Please give the listing again, word for word, with nothing left out.

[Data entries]
______________________________

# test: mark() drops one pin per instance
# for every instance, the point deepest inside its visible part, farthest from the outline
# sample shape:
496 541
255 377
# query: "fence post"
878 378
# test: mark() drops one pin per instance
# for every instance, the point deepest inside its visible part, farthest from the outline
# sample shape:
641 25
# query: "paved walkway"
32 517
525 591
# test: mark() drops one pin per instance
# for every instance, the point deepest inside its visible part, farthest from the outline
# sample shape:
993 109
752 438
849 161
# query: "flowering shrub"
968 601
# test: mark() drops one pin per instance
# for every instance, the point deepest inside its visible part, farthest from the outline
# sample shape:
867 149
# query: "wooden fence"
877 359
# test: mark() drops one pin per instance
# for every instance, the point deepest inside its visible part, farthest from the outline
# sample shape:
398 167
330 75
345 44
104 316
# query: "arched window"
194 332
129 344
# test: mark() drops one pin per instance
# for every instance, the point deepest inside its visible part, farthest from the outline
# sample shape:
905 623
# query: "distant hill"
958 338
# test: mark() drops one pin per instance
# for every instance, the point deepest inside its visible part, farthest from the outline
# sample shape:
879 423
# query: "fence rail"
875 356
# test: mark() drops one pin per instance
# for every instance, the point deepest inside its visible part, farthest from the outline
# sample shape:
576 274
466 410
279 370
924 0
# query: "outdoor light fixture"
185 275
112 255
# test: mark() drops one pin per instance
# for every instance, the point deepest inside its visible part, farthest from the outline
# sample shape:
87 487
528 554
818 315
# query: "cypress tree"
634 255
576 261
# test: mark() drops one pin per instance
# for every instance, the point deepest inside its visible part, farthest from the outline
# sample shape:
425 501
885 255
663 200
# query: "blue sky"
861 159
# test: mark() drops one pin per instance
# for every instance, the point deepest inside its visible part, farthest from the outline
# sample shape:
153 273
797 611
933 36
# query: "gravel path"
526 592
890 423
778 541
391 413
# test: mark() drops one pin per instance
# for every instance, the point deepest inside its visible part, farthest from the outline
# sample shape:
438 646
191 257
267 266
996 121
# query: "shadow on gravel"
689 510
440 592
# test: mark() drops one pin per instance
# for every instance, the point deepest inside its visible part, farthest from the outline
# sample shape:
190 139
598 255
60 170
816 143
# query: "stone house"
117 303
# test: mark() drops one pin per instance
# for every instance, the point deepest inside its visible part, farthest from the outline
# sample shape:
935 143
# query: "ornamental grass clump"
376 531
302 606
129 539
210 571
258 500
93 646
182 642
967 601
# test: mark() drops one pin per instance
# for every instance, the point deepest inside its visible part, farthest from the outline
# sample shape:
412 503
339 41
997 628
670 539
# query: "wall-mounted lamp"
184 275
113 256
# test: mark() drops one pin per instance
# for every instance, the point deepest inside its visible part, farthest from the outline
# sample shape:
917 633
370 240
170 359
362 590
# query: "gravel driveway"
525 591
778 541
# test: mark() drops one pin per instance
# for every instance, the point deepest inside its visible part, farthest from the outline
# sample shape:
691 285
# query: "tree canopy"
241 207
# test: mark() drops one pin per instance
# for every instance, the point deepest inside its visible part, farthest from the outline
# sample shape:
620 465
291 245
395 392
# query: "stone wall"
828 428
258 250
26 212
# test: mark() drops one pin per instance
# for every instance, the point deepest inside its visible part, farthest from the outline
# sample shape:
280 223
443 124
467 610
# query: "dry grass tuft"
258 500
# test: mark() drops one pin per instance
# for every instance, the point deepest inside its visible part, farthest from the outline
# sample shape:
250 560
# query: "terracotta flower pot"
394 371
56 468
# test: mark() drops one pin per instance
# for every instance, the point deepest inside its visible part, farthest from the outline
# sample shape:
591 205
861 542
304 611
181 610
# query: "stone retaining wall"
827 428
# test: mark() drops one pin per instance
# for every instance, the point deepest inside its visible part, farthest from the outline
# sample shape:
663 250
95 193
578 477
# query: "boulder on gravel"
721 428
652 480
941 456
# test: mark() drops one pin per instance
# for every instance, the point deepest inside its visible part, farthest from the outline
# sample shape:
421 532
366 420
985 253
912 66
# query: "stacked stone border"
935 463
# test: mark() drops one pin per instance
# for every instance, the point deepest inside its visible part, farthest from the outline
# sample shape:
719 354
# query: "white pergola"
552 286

______________________________

→ **Result**
# test: mark() drops one pin per instance
# for every instance, the point deepest inside its visible part, farthest from the outline
# sample shape:
496 541
255 377
# query: "fence post"
878 378
# test: mark() drops one pin per instance
# for every instance, the point deepest inside its visible part, farthest from the outline
# sample shape:
641 25
# query: "paved walkway"
32 517
525 591
# test: mark() drops one pin per instance
# for every instance, the point deepest inside its visible part, farthest from the outline
# sample shape:
993 109
752 438
849 161
# query: "flowering shrub"
968 601
# test: mark() drops one pin per instance
# for every instance, the point deepest inside its visible part, farthest from the outline
# sample shape:
867 149
# query: "wooden fence"
877 359
# test: mark() drops one pin per instance
# for every instance, the point deepest inside its visible part, farthest from the outline
# sample shape:
398 167
330 75
345 44
104 316
# query: "arched window"
194 332
129 344
# test: mark() drops one pin per instance
# for every instance, the point deepest inside its visible part, farthest from the outline
# sample shape:
905 623
# query: "distant hill"
958 338
# test: mark() drops one pin per instance
# for every instance, the point deepest inside its visible part, farthest from the outline
# sample shape:
879 423
# query: "fence rail"
875 356
# test: mark() drops one pin per instance
# for every instance, the point deepest inside its visible part, farthest from the outline
# sample shape:
576 274
466 410
279 370
924 0
# query: "outdoor light fixture"
185 275
112 255
# test: mark() drops one pin per instance
# for every instance, the point deepest inside its visible part, farthest from the outline
# sample shape:
87 487
528 554
818 315
# query: "cypress tree"
634 255
576 261
# test: mark() drops one pin per instance
# for every instance, the point deepest inside its visible part, farthest from the outline
# sample shape:
425 501
885 255
663 200
# query: "blue sky"
861 159
# test: mark() drops one pin per instance
# for every instance, the point deepest inside its visible part, farthest from the outline
# sample shape:
153 273
797 611
933 36
# query: "gravel path"
526 592
890 423
778 541
391 413
# test: mark() drops one pin per instance
# for every instance, the point deepest inside its visible part, farthest from the outline
# sample shape:
438 646
191 257
267 266
996 121
# query: "shadow on gravel"
689 510
440 592
# test: mark() drops one pin per instance
# for every instance, the point deepest inside its visible part, farthest from the outline
# sample shape:
190 139
598 255
60 170
816 143
# query: "stone house"
117 303
# test: mark() drops one pin per instance
# for every instance, the point deepest inside its visible part, farthest from the outline
# sample shape:
935 143
# query: "ornamental grass clump"
376 531
302 606
129 539
210 571
258 500
93 646
182 642
967 601
# test: mark() drops one pin per instance
# for every instance, the point deepest inside its visible part, farthest from the outline
# sample shape:
412 503
339 41
997 628
670 539
# query: "wall-mounted lamp"
184 275
113 256
# test: mark() drops one pin per instance
# for every instance, the point deepest inside its visible part, farthest from the outline
# sample shape:
917 633
370 240
170 359
362 590
# query: "gravel driveway"
525 591
778 541
# test: mark() drops one pin per instance
# for every instance, the point deepest inside its visible part, farthest from the outline
# sample shape:
691 285
# query: "tree canopy"
241 207
# test: mark() drops one pin per instance
# for every instance, the point deepest inside its visible part, farthest from the outline
# sample shape:
620 465
291 245
395 392
# query: "stone wall"
828 428
258 250
26 212
# test: mark() drops one pin per instance
# for every instance, the point deepest inside its visible part, farthest from the outline
# sample shape:
280 223
443 124
467 610
# query: "dry grass tuft"
258 500
# test: mark() drops one pin per instance
# for every instance, the point deepest inside its visible part, farthest from the outline
# sample shape:
250 560
# query: "terracotta flower pot"
394 371
56 468
# test: mark() drops one pin per instance
# for every instance, the point deepest inside its visible part, farthest from the outline
# sample shape:
591 205
861 542
304 611
181 610
# query: "stone retaining wall"
827 428
# test: mark() drops one pin per instance
# for every instance, the point deepest inside its visible part, farthest from the outline
# sample shape:
663 250
95 193
578 477
# query: "boulder on gravel"
721 428
652 480
941 456
# test: mark() drops one pin per instance
# for every instance, the point deepest inside its visible part, farthest from the outline
# sample shape:
421 532
366 420
985 253
912 66
# query: "stacked stone border"
935 463
# test: mark() drops one pin per instance
# for every instance, the point deepest inside its visible part, farthest from the outline
# sample shape:
719 354
# query: "white pergola"
552 286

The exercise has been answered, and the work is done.